### Reading text
____________

Yahoo! tunes into podcasts

Yahoo! tunes into podcasts: On Monday, Yahoo is launching Yahoo Podcasts, a podcasting search, directory and listening service. I’d like to add that I personally believe it was a major mojo move for Yahoo! to announce the service first in an interview with a podcaster, John Furrier of the infoTech Podcast. A transcript of John’s interview with Yahoo’s Chief Product Officer Geoff Ralston is also avaiable at that link.

Also, here’s the AP story.

Of course, this must be another sign of the death of podcasting. (Note to the humor-challenge: the term “death of podcasting” is a reference to the preceeding link, a satirical piece by Steve Gillmor.)

Sweetness smiling down

Sweetness smiling down: Just watching ESPN and see that #7 on Chris Berman’s top 10 plays of the week’s is Jarrett Payton‘s first NFL touchdown (in his second game). While the play did not include the flash and wildness of a typical play of the week, it is a special moment for those who know Jarrett’s hard-working journey to the NFL and who know that he is the son of the late Walter Payton, one of the greatest (and favorite) players in NFL history.

GE brings a sorta Web 2.0 thingee to life

GE brings a sorta Web 2.0 thingee to life: This white board flash thing from G.E. has been around for a while — I’ve seen it tied into the company’s online advertising. However, they’ve recently added a collaboration feature that now makes it (at least to me) more than a gimmick, but a tool that can be used in certain conference call circumstances. Hint: there’s a typing tool as I doubt few of us can use a mouse or track pad as a drawing tool with enough skill or speed to be that practical in a business meeting context.

If you’re away from home, however, it may be fun to draw pictures with your young children back home.

The Google reader makes me feel illiterate (or, Why can’t Rex read?)

The Google RSS reader makes me feel illiterate (or, Why can’t Rex read?): Besides giving me lots of “Oops, an error occured” messages, Google’s new RSS reader is uncharacteristically unintutive. This is scary for me to say, but I can’t figure out how to use it. As I read reviews from people saying it misses this or that feature, I’m thinking to myself, to heck with adding features, I can’t figure out the ones they already have.

And that’s bad. Because if I am confused, I’m fearful that those who’ve never used an RSS reader are going to be overwhelmed — and Google should be all about being “simple.”

I never had this problem with gmail. I “got it” the first time I used it and like many things about it. It has never confused or baffled me the way the Google reader does. Gmail works on my Mac in every browser I use: Firefox & Safari and an old version of IE.

Yet I can’t get the Google reader to work in a way I understand in any of these browsers. And I’m not talking about it being buggy (which it is), I’m talking about it be head-scratching confusing to me.

Perhaps I should not have so quickly imported an OPML file with a few dozen feeds (however, that’s what I usually do to try out a new reader). I am challeged now to figure out how to manage a long list of feeds, something that is easy to do in other readers that have something akin to “folders” in which you can organize multiple lists. There’s something called “label” and I think I’ve created several of them and perhaps they are supposed to be like folders, but all my guesses as to how they work have come up short. I don’t even know where they’ve disappeared to.

____________

### Extracted records
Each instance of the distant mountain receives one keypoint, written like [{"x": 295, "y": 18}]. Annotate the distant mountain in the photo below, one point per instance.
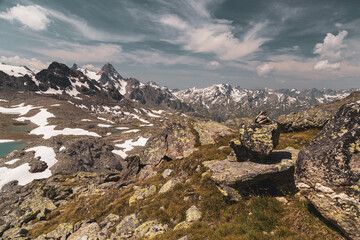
[
  {"x": 148, "y": 95},
  {"x": 218, "y": 102},
  {"x": 16, "y": 71},
  {"x": 222, "y": 101}
]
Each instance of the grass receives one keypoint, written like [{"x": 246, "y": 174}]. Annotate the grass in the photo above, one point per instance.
[
  {"x": 254, "y": 217},
  {"x": 296, "y": 140}
]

____________

### Do this
Answer these questions from the blog posts:
(a) In an interview with which podcaster did Yahoo first announce Yahoo Podcasts?
(b) What number is Jarrett Payton's first NFL touchdown on Chris Berman's top 10 plays of the week?
(c) In which browsers on the Mac does Gmail work?

### Final result
(a) John Furrier of the infoTech Podcast
(b) #7
(c) Firefox, Safari and an old version of IE